==== RECORDS ====
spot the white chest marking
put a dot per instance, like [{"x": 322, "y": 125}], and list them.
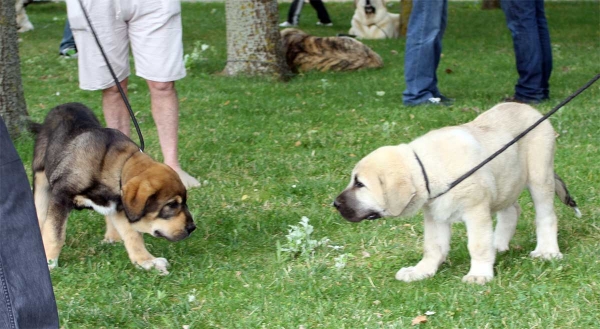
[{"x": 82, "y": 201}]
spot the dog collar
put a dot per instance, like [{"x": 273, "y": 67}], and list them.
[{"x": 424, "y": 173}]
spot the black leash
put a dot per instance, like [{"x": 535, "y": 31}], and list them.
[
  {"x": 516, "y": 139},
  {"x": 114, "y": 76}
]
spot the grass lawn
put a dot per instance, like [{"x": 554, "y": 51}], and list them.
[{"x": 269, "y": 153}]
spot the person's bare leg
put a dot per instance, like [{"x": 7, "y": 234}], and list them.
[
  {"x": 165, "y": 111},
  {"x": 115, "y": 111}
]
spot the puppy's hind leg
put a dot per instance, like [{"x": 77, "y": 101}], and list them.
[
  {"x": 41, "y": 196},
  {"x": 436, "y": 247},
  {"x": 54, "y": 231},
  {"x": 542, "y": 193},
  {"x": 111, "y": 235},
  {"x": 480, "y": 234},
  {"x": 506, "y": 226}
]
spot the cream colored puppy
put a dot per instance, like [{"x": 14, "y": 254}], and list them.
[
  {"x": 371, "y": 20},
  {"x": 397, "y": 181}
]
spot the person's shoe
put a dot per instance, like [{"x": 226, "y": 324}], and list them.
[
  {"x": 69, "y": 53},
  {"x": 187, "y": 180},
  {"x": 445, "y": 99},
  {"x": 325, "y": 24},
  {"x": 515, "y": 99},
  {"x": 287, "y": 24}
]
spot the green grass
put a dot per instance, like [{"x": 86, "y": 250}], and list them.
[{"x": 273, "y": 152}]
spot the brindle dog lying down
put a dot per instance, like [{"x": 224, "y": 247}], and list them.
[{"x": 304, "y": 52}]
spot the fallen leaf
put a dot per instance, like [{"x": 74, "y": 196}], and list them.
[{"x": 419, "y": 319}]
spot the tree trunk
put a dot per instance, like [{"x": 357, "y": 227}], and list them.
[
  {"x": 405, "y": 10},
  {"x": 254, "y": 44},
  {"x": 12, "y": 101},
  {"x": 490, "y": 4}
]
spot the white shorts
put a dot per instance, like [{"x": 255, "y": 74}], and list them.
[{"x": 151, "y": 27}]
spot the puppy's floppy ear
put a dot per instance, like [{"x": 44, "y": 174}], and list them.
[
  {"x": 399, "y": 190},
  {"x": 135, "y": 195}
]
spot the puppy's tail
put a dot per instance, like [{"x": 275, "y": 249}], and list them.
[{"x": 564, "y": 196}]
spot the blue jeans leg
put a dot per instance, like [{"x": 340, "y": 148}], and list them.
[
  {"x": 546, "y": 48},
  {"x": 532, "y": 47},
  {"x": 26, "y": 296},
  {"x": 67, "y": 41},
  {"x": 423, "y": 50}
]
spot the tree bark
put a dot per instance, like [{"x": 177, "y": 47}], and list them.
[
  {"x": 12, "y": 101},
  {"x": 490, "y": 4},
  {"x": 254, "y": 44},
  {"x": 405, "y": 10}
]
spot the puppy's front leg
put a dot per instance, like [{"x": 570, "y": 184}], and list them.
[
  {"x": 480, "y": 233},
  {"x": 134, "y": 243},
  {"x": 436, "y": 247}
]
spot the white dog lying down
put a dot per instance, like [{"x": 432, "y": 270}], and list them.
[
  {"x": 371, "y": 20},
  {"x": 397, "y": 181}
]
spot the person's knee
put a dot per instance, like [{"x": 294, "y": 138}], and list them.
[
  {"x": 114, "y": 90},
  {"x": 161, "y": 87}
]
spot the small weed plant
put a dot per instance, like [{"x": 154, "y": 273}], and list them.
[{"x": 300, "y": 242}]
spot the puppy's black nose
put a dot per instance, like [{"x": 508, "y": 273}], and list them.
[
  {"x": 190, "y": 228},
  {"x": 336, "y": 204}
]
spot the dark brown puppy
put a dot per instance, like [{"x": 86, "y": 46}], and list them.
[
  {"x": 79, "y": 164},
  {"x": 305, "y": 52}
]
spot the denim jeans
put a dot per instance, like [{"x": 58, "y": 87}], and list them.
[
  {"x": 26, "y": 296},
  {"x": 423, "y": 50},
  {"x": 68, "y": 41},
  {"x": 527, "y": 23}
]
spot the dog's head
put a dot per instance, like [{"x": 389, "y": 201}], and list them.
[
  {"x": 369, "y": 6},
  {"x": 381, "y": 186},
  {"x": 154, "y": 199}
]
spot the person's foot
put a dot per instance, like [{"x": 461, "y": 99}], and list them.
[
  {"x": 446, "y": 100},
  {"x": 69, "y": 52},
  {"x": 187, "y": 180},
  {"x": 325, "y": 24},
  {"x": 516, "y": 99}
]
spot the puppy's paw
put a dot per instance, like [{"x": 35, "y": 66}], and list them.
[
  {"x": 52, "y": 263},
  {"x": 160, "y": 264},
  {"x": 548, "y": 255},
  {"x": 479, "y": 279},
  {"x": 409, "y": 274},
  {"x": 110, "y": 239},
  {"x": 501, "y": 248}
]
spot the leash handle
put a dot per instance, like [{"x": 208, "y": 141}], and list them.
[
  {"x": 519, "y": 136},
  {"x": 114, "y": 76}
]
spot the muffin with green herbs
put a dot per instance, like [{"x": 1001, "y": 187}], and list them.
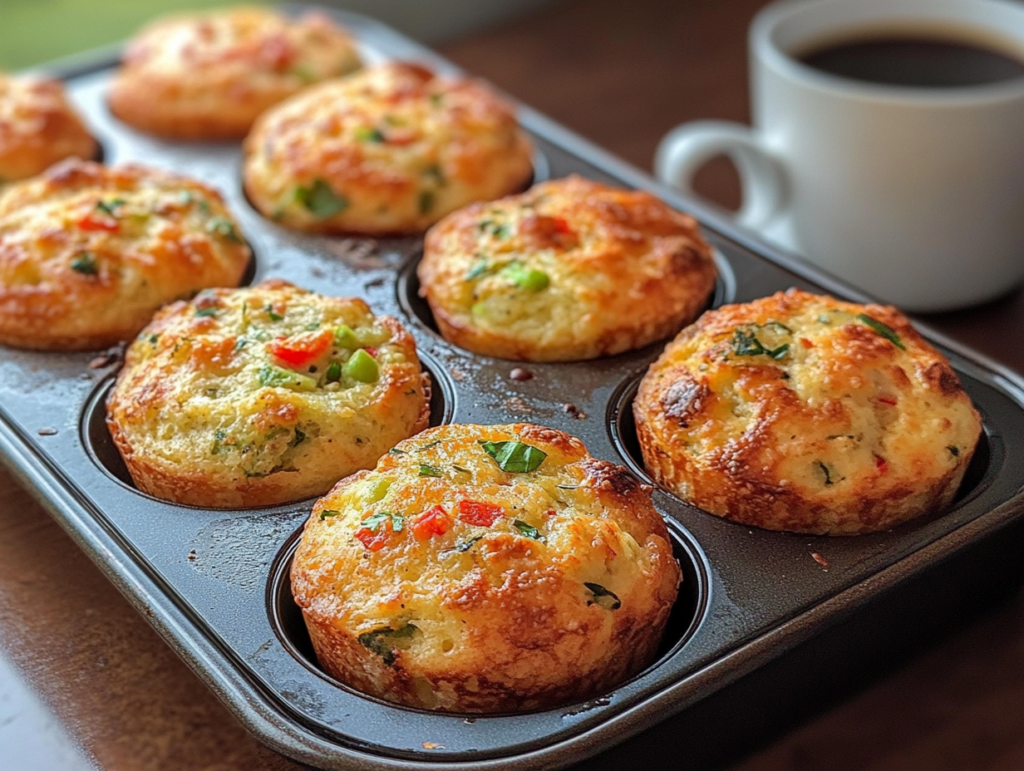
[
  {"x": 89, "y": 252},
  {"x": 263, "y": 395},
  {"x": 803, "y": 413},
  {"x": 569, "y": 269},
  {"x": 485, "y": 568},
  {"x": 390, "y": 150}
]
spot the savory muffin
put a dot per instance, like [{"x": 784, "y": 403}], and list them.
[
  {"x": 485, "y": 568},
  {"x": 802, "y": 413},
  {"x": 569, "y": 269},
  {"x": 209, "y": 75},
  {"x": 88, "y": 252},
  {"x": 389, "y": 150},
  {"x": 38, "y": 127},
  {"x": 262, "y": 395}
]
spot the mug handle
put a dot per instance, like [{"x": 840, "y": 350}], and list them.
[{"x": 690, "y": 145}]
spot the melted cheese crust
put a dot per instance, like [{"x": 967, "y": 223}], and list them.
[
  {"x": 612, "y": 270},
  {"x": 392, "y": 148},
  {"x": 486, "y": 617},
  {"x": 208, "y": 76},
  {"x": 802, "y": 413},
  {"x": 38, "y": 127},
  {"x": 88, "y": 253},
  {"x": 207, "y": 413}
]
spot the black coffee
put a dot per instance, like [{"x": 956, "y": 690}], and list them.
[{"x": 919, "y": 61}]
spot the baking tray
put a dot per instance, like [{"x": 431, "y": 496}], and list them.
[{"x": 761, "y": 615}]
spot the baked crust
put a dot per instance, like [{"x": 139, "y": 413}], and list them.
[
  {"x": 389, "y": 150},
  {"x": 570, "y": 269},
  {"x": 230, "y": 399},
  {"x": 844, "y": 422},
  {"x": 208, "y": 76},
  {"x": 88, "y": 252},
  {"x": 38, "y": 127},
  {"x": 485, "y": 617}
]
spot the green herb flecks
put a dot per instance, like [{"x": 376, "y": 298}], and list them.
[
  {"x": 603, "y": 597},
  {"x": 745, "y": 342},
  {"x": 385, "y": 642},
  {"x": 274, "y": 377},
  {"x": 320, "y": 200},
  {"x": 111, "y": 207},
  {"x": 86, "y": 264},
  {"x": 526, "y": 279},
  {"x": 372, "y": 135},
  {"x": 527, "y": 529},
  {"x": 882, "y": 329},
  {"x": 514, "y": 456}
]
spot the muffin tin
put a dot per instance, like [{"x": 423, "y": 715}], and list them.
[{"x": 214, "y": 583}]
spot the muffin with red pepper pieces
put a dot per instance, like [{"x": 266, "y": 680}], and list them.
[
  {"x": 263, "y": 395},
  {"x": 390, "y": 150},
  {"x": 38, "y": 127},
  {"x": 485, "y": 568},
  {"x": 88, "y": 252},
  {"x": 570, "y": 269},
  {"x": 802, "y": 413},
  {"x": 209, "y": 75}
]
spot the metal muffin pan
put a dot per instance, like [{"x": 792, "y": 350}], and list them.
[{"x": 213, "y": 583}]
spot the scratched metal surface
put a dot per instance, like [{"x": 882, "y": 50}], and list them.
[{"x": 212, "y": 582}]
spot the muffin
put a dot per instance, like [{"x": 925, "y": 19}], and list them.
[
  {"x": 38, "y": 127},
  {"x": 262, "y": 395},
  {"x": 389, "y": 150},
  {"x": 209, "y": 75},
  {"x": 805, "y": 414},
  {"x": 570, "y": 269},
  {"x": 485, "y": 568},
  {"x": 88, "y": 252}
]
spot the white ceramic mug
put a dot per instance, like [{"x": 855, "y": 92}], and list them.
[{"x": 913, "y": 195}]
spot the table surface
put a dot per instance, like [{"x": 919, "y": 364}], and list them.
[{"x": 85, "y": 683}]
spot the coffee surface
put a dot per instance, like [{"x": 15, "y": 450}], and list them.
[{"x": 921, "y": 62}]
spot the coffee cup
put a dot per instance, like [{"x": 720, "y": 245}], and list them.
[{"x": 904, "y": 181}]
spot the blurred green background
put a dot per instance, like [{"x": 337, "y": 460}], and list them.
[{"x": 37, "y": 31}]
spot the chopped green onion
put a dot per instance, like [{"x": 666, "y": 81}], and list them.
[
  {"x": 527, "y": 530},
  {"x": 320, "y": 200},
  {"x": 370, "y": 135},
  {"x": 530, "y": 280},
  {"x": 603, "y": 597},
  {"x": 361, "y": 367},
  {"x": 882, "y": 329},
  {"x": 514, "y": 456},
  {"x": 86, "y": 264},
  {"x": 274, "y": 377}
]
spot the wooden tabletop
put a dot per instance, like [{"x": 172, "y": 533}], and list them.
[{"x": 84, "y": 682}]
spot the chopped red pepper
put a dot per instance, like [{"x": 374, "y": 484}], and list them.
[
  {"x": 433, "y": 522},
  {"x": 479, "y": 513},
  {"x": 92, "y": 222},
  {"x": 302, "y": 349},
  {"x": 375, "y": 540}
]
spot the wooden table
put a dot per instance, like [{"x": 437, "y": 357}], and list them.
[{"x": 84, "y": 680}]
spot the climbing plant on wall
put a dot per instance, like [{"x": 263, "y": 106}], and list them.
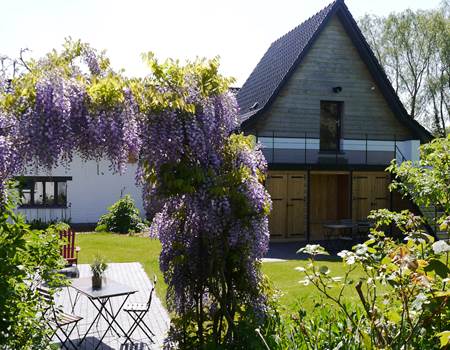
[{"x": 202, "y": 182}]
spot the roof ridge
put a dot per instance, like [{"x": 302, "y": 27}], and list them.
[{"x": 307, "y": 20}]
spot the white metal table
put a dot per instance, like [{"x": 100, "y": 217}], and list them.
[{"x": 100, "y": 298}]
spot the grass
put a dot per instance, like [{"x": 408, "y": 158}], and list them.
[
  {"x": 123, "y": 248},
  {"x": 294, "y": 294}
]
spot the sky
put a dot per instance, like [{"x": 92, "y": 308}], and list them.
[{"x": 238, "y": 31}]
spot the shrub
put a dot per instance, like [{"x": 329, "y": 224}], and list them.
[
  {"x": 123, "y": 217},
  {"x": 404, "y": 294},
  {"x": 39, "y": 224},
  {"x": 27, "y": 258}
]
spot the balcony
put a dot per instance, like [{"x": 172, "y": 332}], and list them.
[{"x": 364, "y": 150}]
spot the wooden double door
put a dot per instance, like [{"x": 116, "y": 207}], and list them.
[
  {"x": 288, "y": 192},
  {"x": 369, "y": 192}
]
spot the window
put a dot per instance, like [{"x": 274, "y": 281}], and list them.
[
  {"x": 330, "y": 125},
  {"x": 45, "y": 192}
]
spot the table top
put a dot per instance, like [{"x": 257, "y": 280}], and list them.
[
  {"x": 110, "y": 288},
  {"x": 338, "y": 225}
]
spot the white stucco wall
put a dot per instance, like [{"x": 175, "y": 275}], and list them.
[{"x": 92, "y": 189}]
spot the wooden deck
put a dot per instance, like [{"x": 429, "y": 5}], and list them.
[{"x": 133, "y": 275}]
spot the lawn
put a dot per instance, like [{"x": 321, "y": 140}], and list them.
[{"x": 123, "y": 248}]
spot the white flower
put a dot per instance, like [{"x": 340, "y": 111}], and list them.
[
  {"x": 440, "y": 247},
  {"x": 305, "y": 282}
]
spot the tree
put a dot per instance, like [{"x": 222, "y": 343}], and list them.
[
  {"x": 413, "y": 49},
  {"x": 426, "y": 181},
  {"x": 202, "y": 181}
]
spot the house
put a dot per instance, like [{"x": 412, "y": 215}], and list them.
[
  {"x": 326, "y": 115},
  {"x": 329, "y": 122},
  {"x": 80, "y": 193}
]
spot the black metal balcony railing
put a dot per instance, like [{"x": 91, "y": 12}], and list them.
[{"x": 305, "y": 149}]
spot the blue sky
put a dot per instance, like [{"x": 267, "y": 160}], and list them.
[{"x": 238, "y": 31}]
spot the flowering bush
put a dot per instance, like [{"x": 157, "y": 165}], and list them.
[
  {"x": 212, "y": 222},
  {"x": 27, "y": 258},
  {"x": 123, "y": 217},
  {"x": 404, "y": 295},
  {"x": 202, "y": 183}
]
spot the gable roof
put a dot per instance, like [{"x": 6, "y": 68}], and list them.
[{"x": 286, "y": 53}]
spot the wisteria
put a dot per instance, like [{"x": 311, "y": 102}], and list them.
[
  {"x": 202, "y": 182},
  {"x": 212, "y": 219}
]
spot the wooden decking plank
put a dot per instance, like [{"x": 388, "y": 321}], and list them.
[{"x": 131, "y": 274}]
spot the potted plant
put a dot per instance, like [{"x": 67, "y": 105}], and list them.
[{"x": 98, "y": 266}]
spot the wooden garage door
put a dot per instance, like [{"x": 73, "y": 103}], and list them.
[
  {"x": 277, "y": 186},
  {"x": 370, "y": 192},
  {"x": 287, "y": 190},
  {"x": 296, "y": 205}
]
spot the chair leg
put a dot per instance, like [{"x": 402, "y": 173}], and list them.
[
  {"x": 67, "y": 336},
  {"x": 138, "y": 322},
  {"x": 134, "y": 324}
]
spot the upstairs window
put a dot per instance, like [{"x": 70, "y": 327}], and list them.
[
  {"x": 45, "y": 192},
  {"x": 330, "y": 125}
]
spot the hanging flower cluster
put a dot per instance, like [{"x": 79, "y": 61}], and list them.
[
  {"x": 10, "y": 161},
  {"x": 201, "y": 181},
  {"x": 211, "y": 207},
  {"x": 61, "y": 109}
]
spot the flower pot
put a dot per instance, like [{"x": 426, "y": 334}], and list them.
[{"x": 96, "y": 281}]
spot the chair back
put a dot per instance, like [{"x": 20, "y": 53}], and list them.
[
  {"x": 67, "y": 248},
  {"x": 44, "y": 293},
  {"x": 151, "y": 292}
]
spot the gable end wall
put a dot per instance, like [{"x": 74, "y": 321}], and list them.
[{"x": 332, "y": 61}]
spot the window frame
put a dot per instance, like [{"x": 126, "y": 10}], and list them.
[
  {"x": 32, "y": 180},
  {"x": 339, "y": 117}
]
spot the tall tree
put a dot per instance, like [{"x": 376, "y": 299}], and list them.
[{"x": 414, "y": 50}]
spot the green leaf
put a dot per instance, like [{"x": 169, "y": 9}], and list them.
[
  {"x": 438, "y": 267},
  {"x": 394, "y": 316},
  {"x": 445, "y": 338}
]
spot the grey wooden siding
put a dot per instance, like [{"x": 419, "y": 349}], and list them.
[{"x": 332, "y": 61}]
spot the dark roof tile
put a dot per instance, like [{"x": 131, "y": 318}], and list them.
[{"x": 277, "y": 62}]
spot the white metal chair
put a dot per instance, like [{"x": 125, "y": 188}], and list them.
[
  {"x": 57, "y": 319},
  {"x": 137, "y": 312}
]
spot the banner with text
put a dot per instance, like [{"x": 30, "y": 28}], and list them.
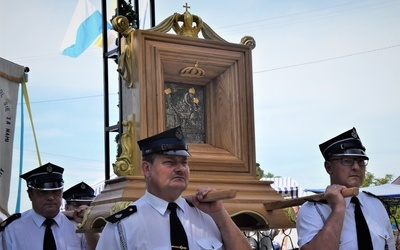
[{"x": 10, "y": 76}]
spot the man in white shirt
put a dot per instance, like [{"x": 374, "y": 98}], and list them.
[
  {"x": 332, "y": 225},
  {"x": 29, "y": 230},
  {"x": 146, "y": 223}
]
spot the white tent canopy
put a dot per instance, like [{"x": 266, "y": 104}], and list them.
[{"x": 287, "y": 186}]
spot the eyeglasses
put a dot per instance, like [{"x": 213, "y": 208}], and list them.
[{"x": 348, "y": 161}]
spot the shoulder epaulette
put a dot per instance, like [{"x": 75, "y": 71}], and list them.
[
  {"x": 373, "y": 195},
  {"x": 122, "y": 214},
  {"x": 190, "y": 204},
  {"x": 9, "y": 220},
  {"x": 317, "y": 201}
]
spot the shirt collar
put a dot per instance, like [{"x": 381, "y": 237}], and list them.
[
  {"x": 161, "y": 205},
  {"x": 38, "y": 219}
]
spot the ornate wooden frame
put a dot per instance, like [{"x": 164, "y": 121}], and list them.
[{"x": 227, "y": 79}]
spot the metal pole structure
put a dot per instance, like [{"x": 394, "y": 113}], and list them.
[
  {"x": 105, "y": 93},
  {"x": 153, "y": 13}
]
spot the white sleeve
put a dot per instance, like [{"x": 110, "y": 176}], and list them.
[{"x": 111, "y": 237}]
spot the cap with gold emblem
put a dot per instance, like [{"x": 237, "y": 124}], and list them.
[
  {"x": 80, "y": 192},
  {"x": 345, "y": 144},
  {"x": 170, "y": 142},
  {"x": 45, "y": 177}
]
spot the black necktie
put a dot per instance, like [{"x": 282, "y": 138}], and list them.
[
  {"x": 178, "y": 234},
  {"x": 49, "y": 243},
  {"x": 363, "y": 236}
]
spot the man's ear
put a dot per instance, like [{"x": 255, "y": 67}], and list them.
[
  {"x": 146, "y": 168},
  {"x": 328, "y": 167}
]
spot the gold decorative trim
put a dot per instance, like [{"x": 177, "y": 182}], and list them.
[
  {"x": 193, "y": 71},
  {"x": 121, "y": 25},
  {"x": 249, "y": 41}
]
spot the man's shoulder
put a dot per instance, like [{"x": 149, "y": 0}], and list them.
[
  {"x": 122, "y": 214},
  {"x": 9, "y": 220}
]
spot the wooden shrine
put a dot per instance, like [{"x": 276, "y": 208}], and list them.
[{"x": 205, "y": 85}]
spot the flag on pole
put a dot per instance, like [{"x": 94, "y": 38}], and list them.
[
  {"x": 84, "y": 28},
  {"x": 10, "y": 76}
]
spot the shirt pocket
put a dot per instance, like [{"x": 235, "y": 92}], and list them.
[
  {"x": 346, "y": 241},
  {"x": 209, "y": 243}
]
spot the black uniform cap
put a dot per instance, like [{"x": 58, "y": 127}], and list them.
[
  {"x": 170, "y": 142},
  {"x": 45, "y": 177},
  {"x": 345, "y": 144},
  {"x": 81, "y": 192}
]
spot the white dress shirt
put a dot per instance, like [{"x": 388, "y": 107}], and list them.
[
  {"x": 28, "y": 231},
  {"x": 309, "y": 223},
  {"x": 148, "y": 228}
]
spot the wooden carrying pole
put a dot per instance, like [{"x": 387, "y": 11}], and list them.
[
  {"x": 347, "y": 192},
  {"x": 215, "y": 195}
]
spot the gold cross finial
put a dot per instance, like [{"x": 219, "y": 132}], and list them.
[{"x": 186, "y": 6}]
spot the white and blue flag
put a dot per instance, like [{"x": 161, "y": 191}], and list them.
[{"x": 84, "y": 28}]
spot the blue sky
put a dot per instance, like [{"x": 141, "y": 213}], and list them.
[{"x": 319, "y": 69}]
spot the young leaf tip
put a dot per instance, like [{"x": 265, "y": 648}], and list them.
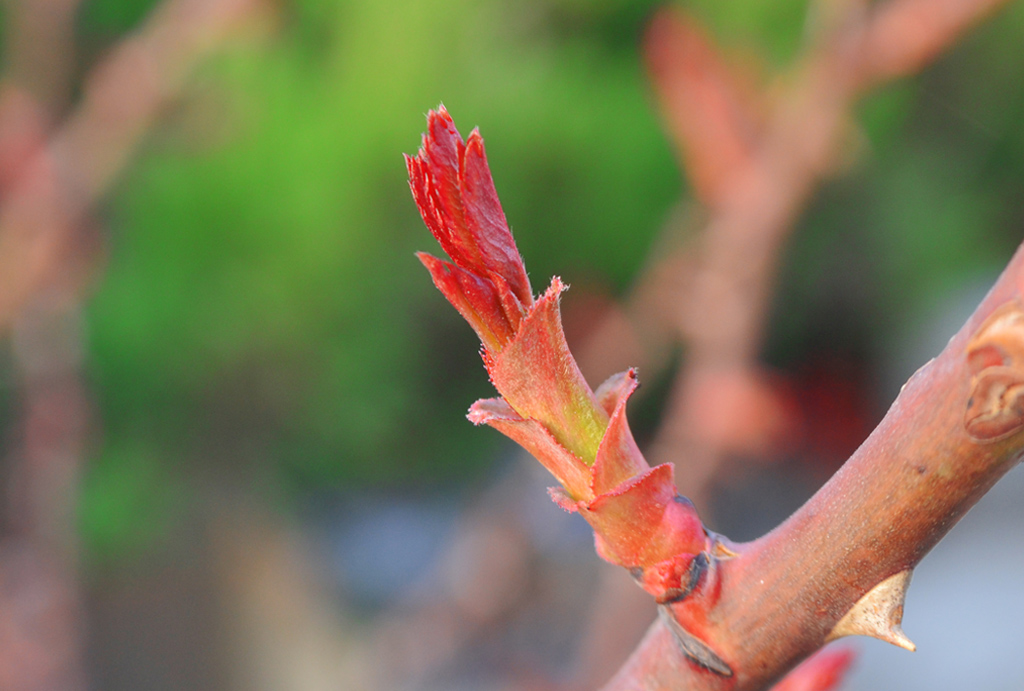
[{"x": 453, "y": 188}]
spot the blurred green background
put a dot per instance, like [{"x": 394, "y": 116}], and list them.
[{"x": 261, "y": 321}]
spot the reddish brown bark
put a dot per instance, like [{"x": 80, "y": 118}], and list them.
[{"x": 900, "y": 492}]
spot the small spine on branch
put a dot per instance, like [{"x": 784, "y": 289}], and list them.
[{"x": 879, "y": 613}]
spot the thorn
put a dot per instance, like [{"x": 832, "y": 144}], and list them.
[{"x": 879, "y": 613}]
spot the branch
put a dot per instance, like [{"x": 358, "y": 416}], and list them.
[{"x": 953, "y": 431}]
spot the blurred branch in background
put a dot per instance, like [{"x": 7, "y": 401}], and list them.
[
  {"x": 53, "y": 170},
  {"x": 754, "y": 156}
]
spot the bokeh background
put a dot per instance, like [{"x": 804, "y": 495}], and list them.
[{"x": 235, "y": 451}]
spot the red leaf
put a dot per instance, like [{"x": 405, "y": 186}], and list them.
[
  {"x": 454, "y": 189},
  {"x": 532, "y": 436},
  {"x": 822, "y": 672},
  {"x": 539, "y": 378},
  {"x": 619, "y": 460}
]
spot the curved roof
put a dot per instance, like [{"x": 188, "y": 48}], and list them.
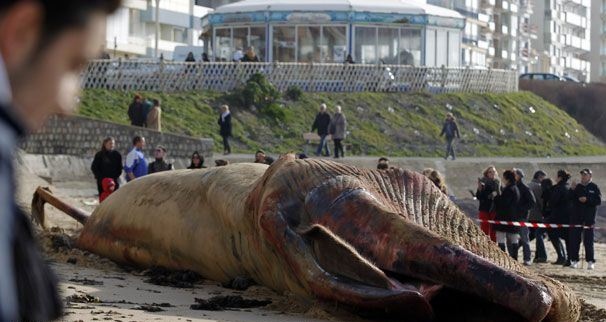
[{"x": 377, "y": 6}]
====
ASSIGNED TASK: Although the records above contain pictures, the copy should hold only the lines from their start through the line containing "spot the puppy's floppy ear", each exactly as written, and none of the pictures.

TASK OUTPUT:
spot the white chest marking
put a dot per instance, like [{"x": 322, "y": 125}], and list them.
[{"x": 82, "y": 201}]
spot the dog collar
put a dot per instance, like [{"x": 273, "y": 67}], and list them.
[{"x": 424, "y": 173}]
spot the black leash
put a dot per instance, like [{"x": 535, "y": 31}], and list them.
[
  {"x": 516, "y": 139},
  {"x": 114, "y": 76}
]
spot the grass lawn
put a dot per instance, like [{"x": 554, "y": 51}], and list them.
[{"x": 269, "y": 153}]
spot the person's bare leg
put a dot per instance, like [{"x": 7, "y": 234}], and list them.
[
  {"x": 165, "y": 111},
  {"x": 115, "y": 111}
]
spot the puppy's hind leg
put a dot per instance, like [{"x": 77, "y": 101}], and list them.
[
  {"x": 41, "y": 196},
  {"x": 436, "y": 247},
  {"x": 54, "y": 231},
  {"x": 542, "y": 193},
  {"x": 111, "y": 235},
  {"x": 480, "y": 234},
  {"x": 506, "y": 226}
]
spot the cream colored puppy
put a dot per instance, like [{"x": 14, "y": 254}], and list them.
[
  {"x": 371, "y": 20},
  {"x": 397, "y": 181}
]
spot the person's shoe
put a dot per instance, like [{"x": 226, "y": 324}], and list them.
[
  {"x": 69, "y": 53},
  {"x": 187, "y": 180},
  {"x": 445, "y": 99},
  {"x": 325, "y": 24},
  {"x": 515, "y": 99},
  {"x": 287, "y": 24}
]
spot the green grass
put a dot per instance, like [{"x": 86, "y": 250}], and list them.
[{"x": 273, "y": 152}]
spot the brindle dog lying down
put a dot per instance, like [{"x": 224, "y": 247}], and list them.
[{"x": 304, "y": 52}]
spot the fallen leaf
put a dot per instance, like [{"x": 74, "y": 196}], and list them.
[{"x": 419, "y": 319}]
spot the tree trunk
put a dot per instance, like [{"x": 357, "y": 227}], and list them.
[
  {"x": 405, "y": 10},
  {"x": 254, "y": 44},
  {"x": 12, "y": 101},
  {"x": 490, "y": 4}
]
spot the white shorts
put a dot per instance, like [{"x": 255, "y": 74}], and list them.
[{"x": 151, "y": 27}]
spot the puppy's floppy ear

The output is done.